Stored data
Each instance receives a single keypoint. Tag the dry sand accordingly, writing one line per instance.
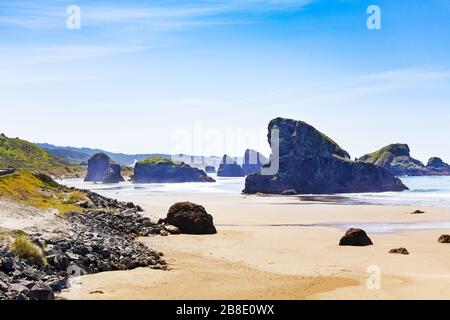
(253, 257)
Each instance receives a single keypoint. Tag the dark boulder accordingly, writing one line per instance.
(253, 161)
(41, 291)
(399, 251)
(445, 238)
(355, 237)
(190, 218)
(311, 163)
(162, 170)
(229, 168)
(397, 160)
(210, 169)
(102, 169)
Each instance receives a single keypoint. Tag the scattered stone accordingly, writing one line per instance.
(190, 218)
(445, 238)
(355, 237)
(172, 229)
(399, 251)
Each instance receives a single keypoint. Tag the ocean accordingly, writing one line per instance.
(424, 191)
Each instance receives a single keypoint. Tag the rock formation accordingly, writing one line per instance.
(355, 237)
(253, 161)
(210, 169)
(229, 168)
(397, 160)
(102, 169)
(162, 170)
(438, 167)
(312, 163)
(190, 218)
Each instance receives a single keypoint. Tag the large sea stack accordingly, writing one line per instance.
(253, 161)
(438, 167)
(312, 163)
(162, 170)
(102, 169)
(229, 168)
(397, 160)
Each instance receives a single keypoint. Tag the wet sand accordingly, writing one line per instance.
(266, 249)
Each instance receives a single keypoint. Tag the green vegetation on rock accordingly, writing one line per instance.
(40, 191)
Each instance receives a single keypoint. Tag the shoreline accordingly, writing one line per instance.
(301, 262)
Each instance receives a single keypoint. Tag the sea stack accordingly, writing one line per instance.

Requirements >>
Reproduce the stretch from the line containing "Each instance receives a single keypoint. Tag the shoreline" through the end of the items, instruction lines included, and shift every keypoint coordinate in the answers by -78.

Solved problem >>
Each instance receives a single keypoint. Tag the shoreline accordingly, writing one line per instance.
(223, 184)
Each instance receives a single keypoint. Tag the sea stack accordingly, writing one line per instance.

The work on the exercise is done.